# Start of GIVEN INFORMATION
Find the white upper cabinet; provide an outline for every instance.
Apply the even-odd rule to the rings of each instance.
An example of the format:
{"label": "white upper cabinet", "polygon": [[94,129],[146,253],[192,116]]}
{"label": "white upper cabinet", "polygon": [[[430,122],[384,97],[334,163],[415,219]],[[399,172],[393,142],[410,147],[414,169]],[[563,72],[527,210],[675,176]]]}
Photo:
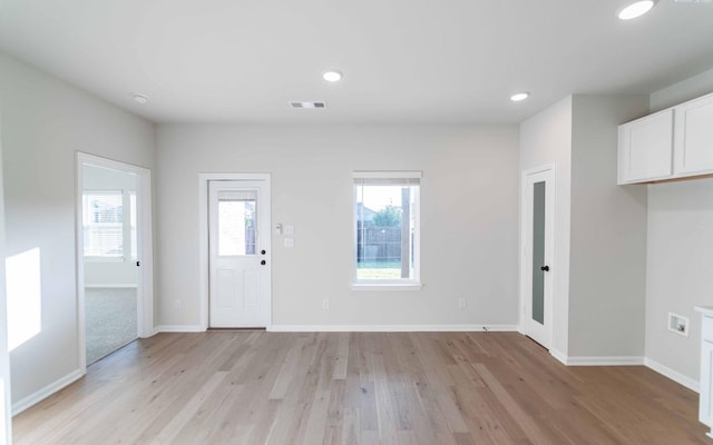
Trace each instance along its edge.
{"label": "white upper cabinet", "polygon": [[619,126],[618,184],[713,174],[713,95]]}
{"label": "white upper cabinet", "polygon": [[674,175],[713,171],[713,95],[674,108]]}
{"label": "white upper cabinet", "polygon": [[673,110],[619,127],[618,184],[662,179],[672,174]]}

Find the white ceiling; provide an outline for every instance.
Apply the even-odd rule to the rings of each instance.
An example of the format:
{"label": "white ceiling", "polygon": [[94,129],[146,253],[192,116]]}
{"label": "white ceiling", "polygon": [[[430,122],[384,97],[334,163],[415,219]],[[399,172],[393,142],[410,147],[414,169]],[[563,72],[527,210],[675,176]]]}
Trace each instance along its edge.
{"label": "white ceiling", "polygon": [[624,3],[0,0],[0,48],[157,122],[518,122],[713,68],[713,4],[660,0],[624,22]]}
# End of GIVEN INFORMATION
**THE REQUEST:** Retype everything in the records from the line containing "Find the white ceiling;" down to the end of the records, keeping every line the same.

**SOLUTION BELOW:**
Find the white ceiling; provide an outline for every instance.
Apply the even-odd rule to the rings of each instance.
An example of the format:
{"label": "white ceiling", "polygon": [[94,129],[146,253],[192,116]]}
{"label": "white ceiling", "polygon": [[[430,122],[384,97],[334,163],[415,219]],[[399,172],[393,142],[410,147],[414,169]],[[563,72],[527,210],[675,176]]]}
Trace each instance along its edge.
{"label": "white ceiling", "polygon": [[624,3],[0,0],[0,48],[157,122],[518,122],[713,68],[713,4],[660,0],[624,22]]}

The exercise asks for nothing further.